**THE EXERCISE:**
Can you revise the part that opens with the line containing "the monkey's mouth." and runs through the end of the records, replacing "keypoint" with "marker" and keeping everything else the same?

**SUPPLIED MATERIAL:**

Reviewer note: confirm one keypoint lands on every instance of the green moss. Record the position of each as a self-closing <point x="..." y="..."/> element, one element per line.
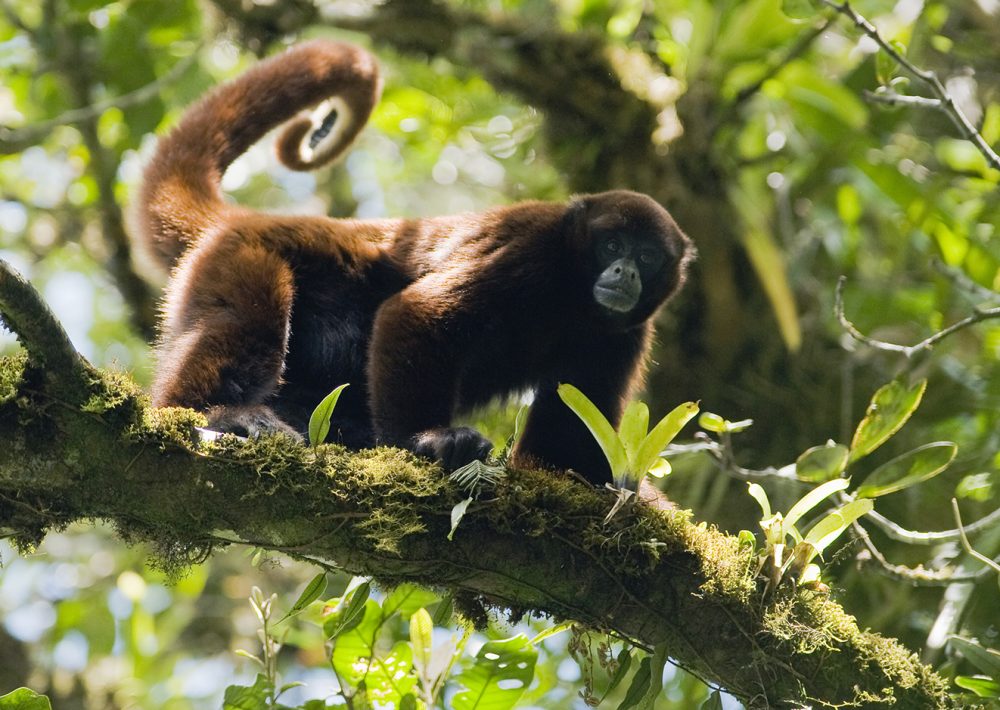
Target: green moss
<point x="11" y="371"/>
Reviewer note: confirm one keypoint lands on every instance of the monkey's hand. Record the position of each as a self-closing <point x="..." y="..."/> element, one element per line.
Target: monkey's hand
<point x="249" y="421"/>
<point x="454" y="447"/>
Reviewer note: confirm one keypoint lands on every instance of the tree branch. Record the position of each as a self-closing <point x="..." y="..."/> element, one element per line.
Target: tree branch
<point x="944" y="100"/>
<point x="538" y="544"/>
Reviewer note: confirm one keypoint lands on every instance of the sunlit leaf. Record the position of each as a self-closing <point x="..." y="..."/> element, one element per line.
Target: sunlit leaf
<point x="408" y="598"/>
<point x="599" y="426"/>
<point x="624" y="660"/>
<point x="709" y="421"/>
<point x="980" y="685"/>
<point x="984" y="659"/>
<point x="352" y="614"/>
<point x="633" y="428"/>
<point x="312" y="592"/>
<point x="24" y="699"/>
<point x="821" y="463"/>
<point x="319" y="421"/>
<point x="833" y="525"/>
<point x="813" y="498"/>
<point x="909" y="469"/>
<point x="640" y="684"/>
<point x="457" y="513"/>
<point x="760" y="495"/>
<point x="421" y="640"/>
<point x="662" y="434"/>
<point x="502" y="671"/>
<point x="888" y="410"/>
<point x="242" y="697"/>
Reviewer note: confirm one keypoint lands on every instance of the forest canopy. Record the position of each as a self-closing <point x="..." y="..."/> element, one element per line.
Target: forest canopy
<point x="836" y="541"/>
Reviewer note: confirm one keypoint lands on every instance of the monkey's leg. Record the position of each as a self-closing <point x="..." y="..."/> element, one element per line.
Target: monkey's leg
<point x="555" y="436"/>
<point x="227" y="332"/>
<point x="414" y="371"/>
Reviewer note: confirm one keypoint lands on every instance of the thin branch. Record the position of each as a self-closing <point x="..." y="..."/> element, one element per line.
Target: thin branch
<point x="908" y="351"/>
<point x="911" y="537"/>
<point x="16" y="140"/>
<point x="945" y="102"/>
<point x="918" y="576"/>
<point x="990" y="564"/>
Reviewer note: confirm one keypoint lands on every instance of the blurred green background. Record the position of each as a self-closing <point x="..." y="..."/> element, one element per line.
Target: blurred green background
<point x="750" y="126"/>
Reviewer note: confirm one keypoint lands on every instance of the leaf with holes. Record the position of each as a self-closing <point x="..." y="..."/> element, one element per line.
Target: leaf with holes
<point x="888" y="410"/>
<point x="909" y="469"/>
<point x="502" y="671"/>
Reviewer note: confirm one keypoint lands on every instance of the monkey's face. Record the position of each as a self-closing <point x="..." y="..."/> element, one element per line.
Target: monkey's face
<point x="637" y="255"/>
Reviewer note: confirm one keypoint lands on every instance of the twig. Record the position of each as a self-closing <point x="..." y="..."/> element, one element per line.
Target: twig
<point x="16" y="140"/>
<point x="990" y="564"/>
<point x="945" y="102"/>
<point x="911" y="537"/>
<point x="914" y="575"/>
<point x="908" y="351"/>
<point x="27" y="316"/>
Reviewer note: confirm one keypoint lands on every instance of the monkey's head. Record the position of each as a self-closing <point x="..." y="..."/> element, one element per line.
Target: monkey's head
<point x="632" y="253"/>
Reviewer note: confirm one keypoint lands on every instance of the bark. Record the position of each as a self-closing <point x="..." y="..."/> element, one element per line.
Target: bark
<point x="78" y="444"/>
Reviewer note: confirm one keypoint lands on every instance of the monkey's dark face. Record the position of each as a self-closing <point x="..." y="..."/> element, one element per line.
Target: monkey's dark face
<point x="637" y="254"/>
<point x="625" y="264"/>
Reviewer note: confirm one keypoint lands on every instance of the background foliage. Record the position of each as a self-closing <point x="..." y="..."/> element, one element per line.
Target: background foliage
<point x="751" y="126"/>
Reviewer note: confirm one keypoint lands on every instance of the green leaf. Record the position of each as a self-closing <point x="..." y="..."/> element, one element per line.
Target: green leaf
<point x="813" y="498"/>
<point x="888" y="410"/>
<point x="798" y="9"/>
<point x="353" y="648"/>
<point x="908" y="469"/>
<point x="421" y="640"/>
<point x="986" y="660"/>
<point x="457" y="513"/>
<point x="351" y="615"/>
<point x="760" y="495"/>
<point x="624" y="663"/>
<point x="980" y="685"/>
<point x="311" y="593"/>
<point x="662" y="434"/>
<point x="633" y="429"/>
<point x="822" y="463"/>
<point x="709" y="421"/>
<point x="24" y="699"/>
<point x="501" y="673"/>
<point x="833" y="525"/>
<point x="637" y="690"/>
<point x="319" y="421"/>
<point x="242" y="697"/>
<point x="406" y="599"/>
<point x="599" y="426"/>
<point x="550" y="632"/>
<point x="657" y="663"/>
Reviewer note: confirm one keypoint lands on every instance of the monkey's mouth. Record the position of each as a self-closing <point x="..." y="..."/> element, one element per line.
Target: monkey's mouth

**SOLUTION FOR THIS EXERCISE:**
Reviewer note: confirm one marker lands on every instance of the monkey's mouth. Record the position of each as a self-closing <point x="..." y="..."/> element, one element per line.
Target: monkey's mouth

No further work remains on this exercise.